'''

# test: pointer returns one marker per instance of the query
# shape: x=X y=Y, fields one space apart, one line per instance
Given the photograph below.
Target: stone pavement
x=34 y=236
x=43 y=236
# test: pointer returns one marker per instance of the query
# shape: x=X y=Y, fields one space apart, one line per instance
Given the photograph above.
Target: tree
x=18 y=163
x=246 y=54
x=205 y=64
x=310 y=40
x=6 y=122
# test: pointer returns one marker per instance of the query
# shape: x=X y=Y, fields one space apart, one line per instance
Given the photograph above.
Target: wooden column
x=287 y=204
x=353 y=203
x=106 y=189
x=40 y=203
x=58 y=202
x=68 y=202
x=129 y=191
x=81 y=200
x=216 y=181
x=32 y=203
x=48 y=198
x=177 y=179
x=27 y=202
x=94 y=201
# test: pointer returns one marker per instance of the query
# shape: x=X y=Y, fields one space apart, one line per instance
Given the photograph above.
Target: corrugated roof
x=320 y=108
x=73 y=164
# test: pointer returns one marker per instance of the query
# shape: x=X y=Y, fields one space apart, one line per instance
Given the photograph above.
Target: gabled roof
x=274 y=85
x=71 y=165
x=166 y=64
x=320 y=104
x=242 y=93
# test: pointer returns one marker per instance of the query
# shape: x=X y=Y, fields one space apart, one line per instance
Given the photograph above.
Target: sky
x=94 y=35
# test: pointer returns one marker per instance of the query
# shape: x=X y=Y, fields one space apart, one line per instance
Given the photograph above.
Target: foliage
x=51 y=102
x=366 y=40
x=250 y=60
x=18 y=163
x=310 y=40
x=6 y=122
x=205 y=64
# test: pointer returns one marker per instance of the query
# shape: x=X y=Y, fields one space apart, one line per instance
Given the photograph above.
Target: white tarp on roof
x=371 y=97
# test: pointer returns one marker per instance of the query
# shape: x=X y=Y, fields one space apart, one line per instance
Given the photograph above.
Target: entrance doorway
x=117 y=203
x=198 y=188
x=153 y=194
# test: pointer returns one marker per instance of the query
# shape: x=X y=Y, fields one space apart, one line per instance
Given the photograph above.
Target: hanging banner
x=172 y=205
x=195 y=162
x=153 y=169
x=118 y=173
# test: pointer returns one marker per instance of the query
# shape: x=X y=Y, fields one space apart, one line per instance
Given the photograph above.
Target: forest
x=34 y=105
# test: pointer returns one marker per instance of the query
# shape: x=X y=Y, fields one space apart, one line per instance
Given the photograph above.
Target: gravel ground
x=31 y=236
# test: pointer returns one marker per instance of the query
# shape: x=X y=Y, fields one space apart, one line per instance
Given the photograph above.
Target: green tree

'''

WHAT THE EXERCISE ASKS: Recopy the entries above in their entirety, exactly.

RESPONSE TO THIS TASK:
# test: pointer returns one marker per instance of the query
# shape: x=X y=Y, fields one space apart, one line per instance
Given the photograph below.
Target: stone pavement
x=34 y=236
x=43 y=236
# test: pointer returns one marker per instance of the query
# shape: x=X y=Y, fields one space apart, one line per instance
Given the photograph above.
Target: tree
x=18 y=163
x=246 y=54
x=205 y=64
x=310 y=40
x=6 y=122
# test: pointer returns one marker per instance of the query
# shape: x=X y=Y, fields one space apart, one line per instance
Given the photograph above.
Target: wooden column
x=287 y=204
x=353 y=203
x=106 y=189
x=40 y=203
x=58 y=202
x=68 y=202
x=129 y=191
x=81 y=200
x=216 y=181
x=32 y=203
x=48 y=198
x=177 y=179
x=27 y=202
x=94 y=201
# test: pointer returns one marker per instance of the query
# shape: x=X y=Y, fields one space apart, one line per instance
Given the photograph above.
Target: corrugated roof
x=320 y=108
x=73 y=164
# test: pointer returns one marker per instance of the query
# shape: x=X y=Y, fields one space apart, one line per instance
Given the photograph above.
Target: gabled roof
x=274 y=85
x=71 y=165
x=166 y=64
x=320 y=104
x=242 y=93
# test: pointer returns one marker per instance of the query
# shape: x=X y=Y, fields one space apart, one line per instance
Given the photograph above.
Target: sky
x=94 y=35
# test: pointer returns one marker per instance of the query
# shape: x=X y=Y, fields one space apart, one line per instance
Given the photograph above.
Target: foliage
x=51 y=102
x=366 y=40
x=250 y=60
x=18 y=163
x=310 y=40
x=6 y=122
x=205 y=64
# test: pointer returns one marker per instance of the query
# shape: x=X y=Y, fields one space apart, one line per instance
Given the photograph above.
Target: white tarp on roof
x=371 y=97
# test: pointer returns one marker per instance of the query
# shape: x=X y=Y, fields one space apart, one line per instance
Given the photograph above.
Target: entrance doorway
x=117 y=203
x=198 y=188
x=153 y=194
# test: pointer returns one marker per instance of the query
# shape: x=X y=Y, fields one space apart, one line per instance
Given the photograph above.
Target: hanging banner
x=172 y=205
x=195 y=162
x=153 y=169
x=118 y=173
# test: pointer returns one marker per instance of the query
# shape: x=X y=Y, fields one space apart, one line per instance
Given the photograph above.
Target: forest
x=34 y=105
# test: pointer returns one marker per instance of the query
# shape: x=X y=Y, fields one space apart, one line per instance
Given the photograph above.
Target: gravel ground
x=31 y=236
# test: pointer returns one marker per instance of the query
# shape: x=X y=Y, fields one space apart, one line per instance
Given the photograph above.
Target: green tree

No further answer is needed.